* _Problem_
State how many lines of the records below contain the word "white", giving the number and nothing else.

Start of Block

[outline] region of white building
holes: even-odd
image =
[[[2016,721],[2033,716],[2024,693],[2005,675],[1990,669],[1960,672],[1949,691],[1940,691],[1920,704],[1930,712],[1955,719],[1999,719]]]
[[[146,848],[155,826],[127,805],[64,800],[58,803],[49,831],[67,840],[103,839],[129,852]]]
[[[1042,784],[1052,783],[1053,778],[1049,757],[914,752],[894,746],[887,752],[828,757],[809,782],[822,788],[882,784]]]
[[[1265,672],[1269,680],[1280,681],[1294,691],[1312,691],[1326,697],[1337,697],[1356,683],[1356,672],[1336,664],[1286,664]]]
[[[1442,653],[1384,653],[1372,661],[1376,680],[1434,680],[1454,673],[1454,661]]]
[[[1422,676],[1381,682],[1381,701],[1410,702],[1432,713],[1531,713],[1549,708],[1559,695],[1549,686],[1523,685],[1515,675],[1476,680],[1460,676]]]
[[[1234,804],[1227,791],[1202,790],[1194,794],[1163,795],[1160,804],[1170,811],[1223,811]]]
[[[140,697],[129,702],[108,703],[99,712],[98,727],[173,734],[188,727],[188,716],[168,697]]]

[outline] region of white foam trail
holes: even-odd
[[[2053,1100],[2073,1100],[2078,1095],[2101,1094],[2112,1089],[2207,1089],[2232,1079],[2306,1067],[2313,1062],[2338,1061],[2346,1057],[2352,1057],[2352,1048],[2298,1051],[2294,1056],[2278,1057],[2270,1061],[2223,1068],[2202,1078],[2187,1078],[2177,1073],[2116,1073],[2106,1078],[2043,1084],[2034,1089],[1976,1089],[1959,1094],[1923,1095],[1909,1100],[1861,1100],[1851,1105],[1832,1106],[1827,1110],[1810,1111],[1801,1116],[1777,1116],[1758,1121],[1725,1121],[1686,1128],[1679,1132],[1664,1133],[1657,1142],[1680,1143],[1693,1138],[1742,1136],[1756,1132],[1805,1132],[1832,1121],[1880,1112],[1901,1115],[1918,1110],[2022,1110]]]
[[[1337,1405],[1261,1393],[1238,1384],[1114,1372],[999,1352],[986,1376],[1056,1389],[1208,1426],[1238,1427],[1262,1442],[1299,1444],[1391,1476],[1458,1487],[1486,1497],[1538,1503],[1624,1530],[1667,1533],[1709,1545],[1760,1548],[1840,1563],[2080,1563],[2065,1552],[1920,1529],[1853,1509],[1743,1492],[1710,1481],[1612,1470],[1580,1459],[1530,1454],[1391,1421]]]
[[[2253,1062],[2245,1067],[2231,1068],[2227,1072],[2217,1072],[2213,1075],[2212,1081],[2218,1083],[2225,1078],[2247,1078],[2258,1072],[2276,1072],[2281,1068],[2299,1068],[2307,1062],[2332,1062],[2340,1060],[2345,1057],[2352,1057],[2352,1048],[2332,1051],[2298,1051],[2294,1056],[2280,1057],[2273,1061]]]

End of Block

* _Result of the exercise_
2